Task details
Render every line of the listing below as a numbered list, skipping any blank lines.

Extracted data
** BEGIN **

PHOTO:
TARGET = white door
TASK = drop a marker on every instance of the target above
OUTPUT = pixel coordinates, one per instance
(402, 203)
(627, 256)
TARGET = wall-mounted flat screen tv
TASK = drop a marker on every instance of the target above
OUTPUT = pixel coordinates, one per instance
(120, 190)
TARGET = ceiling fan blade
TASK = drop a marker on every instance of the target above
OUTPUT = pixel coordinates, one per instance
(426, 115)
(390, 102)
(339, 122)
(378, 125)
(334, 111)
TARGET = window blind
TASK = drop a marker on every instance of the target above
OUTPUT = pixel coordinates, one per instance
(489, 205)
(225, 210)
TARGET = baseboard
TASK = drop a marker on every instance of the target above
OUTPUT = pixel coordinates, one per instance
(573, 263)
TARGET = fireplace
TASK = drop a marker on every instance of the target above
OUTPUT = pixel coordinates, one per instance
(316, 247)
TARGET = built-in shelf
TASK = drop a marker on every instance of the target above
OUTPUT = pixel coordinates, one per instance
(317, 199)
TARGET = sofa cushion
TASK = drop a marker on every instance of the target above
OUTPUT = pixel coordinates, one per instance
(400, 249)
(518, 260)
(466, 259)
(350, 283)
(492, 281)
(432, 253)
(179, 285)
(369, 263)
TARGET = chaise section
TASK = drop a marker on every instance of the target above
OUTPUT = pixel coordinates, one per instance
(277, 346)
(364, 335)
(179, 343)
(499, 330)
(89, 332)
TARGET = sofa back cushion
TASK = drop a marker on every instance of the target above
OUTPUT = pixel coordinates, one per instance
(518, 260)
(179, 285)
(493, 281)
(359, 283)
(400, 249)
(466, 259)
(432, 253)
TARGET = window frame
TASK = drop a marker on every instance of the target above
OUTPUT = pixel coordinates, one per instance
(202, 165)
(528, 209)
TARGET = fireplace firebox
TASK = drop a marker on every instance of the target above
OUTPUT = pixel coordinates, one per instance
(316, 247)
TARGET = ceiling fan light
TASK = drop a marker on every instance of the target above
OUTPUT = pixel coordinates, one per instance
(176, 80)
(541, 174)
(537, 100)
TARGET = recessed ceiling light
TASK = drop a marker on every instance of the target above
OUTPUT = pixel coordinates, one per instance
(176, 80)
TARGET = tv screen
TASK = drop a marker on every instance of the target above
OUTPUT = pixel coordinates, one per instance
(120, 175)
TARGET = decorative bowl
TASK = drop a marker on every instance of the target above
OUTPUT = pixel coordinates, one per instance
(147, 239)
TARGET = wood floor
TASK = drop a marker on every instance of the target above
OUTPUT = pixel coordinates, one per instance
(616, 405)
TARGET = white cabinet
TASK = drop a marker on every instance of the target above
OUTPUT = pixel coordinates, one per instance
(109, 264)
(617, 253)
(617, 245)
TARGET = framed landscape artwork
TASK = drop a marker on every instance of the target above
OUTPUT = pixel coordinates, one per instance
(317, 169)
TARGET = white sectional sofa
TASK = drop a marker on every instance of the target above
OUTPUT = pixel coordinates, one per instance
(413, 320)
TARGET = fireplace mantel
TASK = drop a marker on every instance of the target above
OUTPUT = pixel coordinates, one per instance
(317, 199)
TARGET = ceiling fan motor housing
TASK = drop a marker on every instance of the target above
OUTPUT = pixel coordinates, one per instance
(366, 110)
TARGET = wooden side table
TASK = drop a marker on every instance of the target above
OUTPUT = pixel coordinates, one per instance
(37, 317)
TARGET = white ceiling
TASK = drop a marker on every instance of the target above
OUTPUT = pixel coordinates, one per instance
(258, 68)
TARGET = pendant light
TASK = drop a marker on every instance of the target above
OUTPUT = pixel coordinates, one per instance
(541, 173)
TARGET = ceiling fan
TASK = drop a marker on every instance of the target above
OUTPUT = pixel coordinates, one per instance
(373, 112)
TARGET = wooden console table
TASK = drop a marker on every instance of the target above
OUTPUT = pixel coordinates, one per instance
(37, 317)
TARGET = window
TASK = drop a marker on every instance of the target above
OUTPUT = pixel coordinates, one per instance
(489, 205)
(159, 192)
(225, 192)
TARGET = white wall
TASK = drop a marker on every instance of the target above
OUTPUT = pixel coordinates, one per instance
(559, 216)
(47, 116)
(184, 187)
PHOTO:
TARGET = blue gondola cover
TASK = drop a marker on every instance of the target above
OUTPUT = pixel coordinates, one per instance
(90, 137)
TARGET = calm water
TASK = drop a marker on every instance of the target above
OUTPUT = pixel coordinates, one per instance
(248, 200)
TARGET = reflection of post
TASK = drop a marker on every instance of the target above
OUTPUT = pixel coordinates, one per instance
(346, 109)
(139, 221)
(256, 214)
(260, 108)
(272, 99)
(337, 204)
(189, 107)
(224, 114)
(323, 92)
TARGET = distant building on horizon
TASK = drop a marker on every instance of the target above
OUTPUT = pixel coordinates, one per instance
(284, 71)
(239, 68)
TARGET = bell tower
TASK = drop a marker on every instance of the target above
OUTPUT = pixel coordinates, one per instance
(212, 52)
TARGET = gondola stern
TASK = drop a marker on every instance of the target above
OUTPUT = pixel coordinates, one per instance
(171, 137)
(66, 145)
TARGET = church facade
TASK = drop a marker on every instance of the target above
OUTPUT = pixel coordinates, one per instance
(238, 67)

** END **

The result
1. PHOTO:
2. TARGET = white door
3. TASK = drop a marker on every instance of the target above
4. OUTPUT = pixel coordinates, one per instance
5. (402, 203)
6. (627, 256)
7. TARGET = wall-mounted flat screen tv
8. TASK = drop a marker on every instance of the target above
9. OUTPUT = pixel coordinates, one per instance
10. (120, 190)
11. TARGET = ceiling fan blade
12. TASK = drop a marker on every instance of the target above
13. OUTPUT = pixel coordinates, one per instance
14. (426, 115)
15. (390, 102)
16. (339, 122)
17. (378, 125)
18. (334, 111)
19. TARGET = window blind
20. TASK = drop a marker on every instance of the target above
21. OUTPUT = pixel coordinates, one per instance
22. (489, 205)
23. (225, 210)
24. TARGET = baseboard
25. TASK = drop a marker on every instance of the target above
26. OUTPUT = pixel coordinates, one per instance
27. (573, 263)
28. TARGET = fireplace
29. TASK = drop a marker on every instance of the target above
30. OUTPUT = pixel coordinates, one per instance
31. (316, 247)
32. TARGET = built-in shelf
33. TASK = drop a marker on every instance of the target above
34. OUTPUT = pixel coordinates, one per instance
35. (317, 199)
36. TARGET = sofa cushion
37. TASK = drop a marker on every instance of the target above
38. OUTPUT = pixel coordinates, one per instance
39. (400, 249)
40. (518, 260)
41. (466, 259)
42. (350, 283)
43. (492, 281)
44. (432, 253)
45. (179, 285)
46. (369, 263)
47. TARGET = chaise section
48. TASK = drop a marker on every instance of the target above
49. OUTPUT = pixel coordinates, one per instance
50. (277, 346)
51. (364, 335)
52. (179, 343)
53. (499, 330)
54. (89, 332)
55. TARGET = sofa back cushion
56. TASK = drop a marker on every instance of the target above
57. OUTPUT = pixel coordinates, one per instance
58. (518, 260)
59. (179, 285)
60. (493, 281)
61. (359, 283)
62. (400, 249)
63. (466, 259)
64. (432, 253)
65. TARGET = window frame
66. TASK = drop a marker on every instance of the target above
67. OUTPUT = pixel coordinates, one per instance
68. (202, 165)
69. (528, 209)
70. TARGET = fireplace firebox
71. TASK = drop a marker on every instance of the target above
72. OUTPUT = pixel coordinates, one per instance
73. (316, 247)
74. TARGET = ceiling fan light
75. TASK = drop a marker on every instance of the target above
76. OUTPUT = pixel coordinates, one per instance
77. (176, 80)
78. (541, 174)
79. (537, 100)
80. TARGET = recessed ceiling light
81. TASK = drop a marker on every instance of the target above
82. OUTPUT = pixel coordinates, one per instance
83. (176, 80)
84. TARGET = tv screen
85. TASK = drop a marker on every instance of the target above
86. OUTPUT = pixel coordinates, one per instance
87. (120, 175)
88. TARGET = decorative bowl
89. TASK = drop a marker on every instance of the target above
90. OUTPUT = pixel coordinates, one per instance
91. (147, 239)
92. TARGET = wood floor
93. TASK = drop a marker on every instance of the target above
94. OUTPUT = pixel coordinates, one per instance
95. (616, 405)
96. TARGET = white cabinet
97. TASK = drop a marker on every instance of the target above
98. OUTPUT = pixel coordinates, one per instance
99. (109, 264)
100. (617, 253)
101. (617, 245)
102. TARGET = framed landscape artwork
103. TASK = drop a marker on every instance of the target above
104. OUTPUT = pixel coordinates, one per instance
105. (317, 169)
106. TARGET = white sectional sofa
107. TASK = drop a marker on every instance of the target above
108. OUTPUT = pixel coordinates, one per instance
109. (413, 320)
110. TARGET = fireplace mantel
111. TASK = drop a marker on every instance of the target above
112. OUTPUT = pixel coordinates, one per instance
113. (317, 199)
114. TARGET = ceiling fan motor housing
115. TASK = drop a marker on every instance of the target above
116. OUTPUT = pixel coordinates, one per instance
117. (366, 110)
118. TARGET = wooden side table
119. TASK = drop a marker on every instance of the target above
120. OUTPUT = pixel coordinates, one per instance
121. (37, 317)
122. TARGET = white ceiling
123. TASK = drop a marker on every instance of the target above
124. OUTPUT = pixel coordinates, one per instance
125. (258, 68)
126. TARGET = pendant light
127. TASK = drop a marker on every instance of the target above
128. OUTPUT = pixel coordinates, one per instance
129. (541, 173)
130. TARGET = ceiling fan
131. TASK = drop a marker on every instance of the target above
132. OUTPUT = pixel coordinates, one per instance
133. (373, 112)
134. TARGET = wooden console table
135. TASK = drop a marker on every instance of the target above
136. OUTPUT = pixel coordinates, one per instance
137. (37, 317)
138. TARGET = window
139. TASK = drop a marker on every instance of the target above
140. OUTPUT = pixel coordinates, one per instance
141. (489, 205)
142. (159, 192)
143. (225, 192)
144. TARGET = white wall
145. TASK = drop a marker on every instance of the target above
146. OUTPUT = pixel coordinates, one per instance
147. (559, 216)
148. (47, 116)
149. (184, 187)
150. PHOTO:
151. TARGET = blue gondola cover
152. TASK = drop a marker on every instance of the target above
153. OUTPUT = pixel coordinates, one per instance
154. (90, 137)
155. TARGET = calm water
156. TASK = drop a marker on every instance of the target above
157. OUTPUT = pixel coordinates, one per instance
158. (248, 200)
159. TARGET = reflection of post
160. TASK = drop a marker on every instance of the target above
161. OUTPUT = pixel coordinates, one per instance
162. (346, 109)
163. (139, 221)
164. (256, 214)
165. (260, 108)
166. (272, 99)
167. (337, 204)
168. (189, 107)
169. (224, 114)
170. (323, 92)
171. TARGET = distant building on horizon
172. TASK = drop a marker on every instance of the target above
173. OUTPUT = pixel coordinates, one per instance
174. (284, 71)
175. (239, 68)
176. TARGET = bell tower
177. TASK = drop a marker on every instance of the target above
178. OUTPUT = pixel coordinates, one per instance
179. (212, 52)
180. TARGET = gondola stern
181. TASK = drop a marker on every instance of the target above
182. OUTPUT = pixel coordinates, one per instance
183. (171, 137)
184. (66, 145)
185. TARGET = church facade
186. TASK = drop a marker on every instance of the target above
187. OUTPUT = pixel coordinates, one per instance
188. (238, 67)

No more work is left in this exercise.